• **RECORDS SHOWN**:
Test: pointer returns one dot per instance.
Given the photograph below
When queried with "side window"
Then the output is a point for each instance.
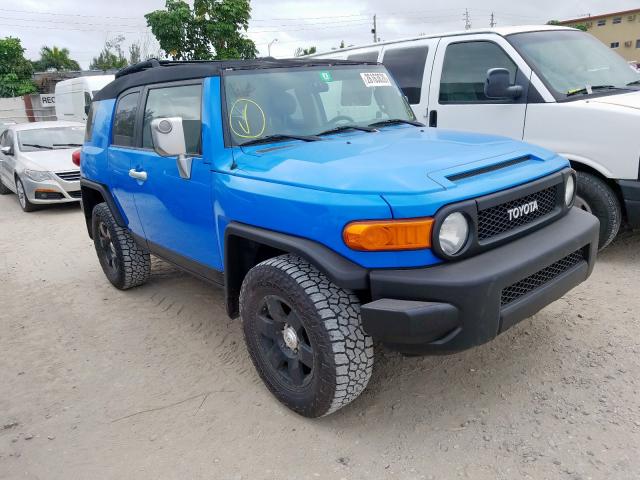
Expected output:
(464, 71)
(124, 120)
(364, 57)
(91, 116)
(182, 101)
(407, 67)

• **INSTRUCTIONS TO FOLLOW**: Find the line that contains "When queried with", then write out that line and every line after it through the end of the records, exactly. Leave the pictures out.

• **RESPONSE TO THIS EXERCISE**:
When queried with "side window"
Then the output is a point for each instance.
Expected output:
(464, 71)
(124, 120)
(364, 57)
(91, 116)
(182, 101)
(407, 67)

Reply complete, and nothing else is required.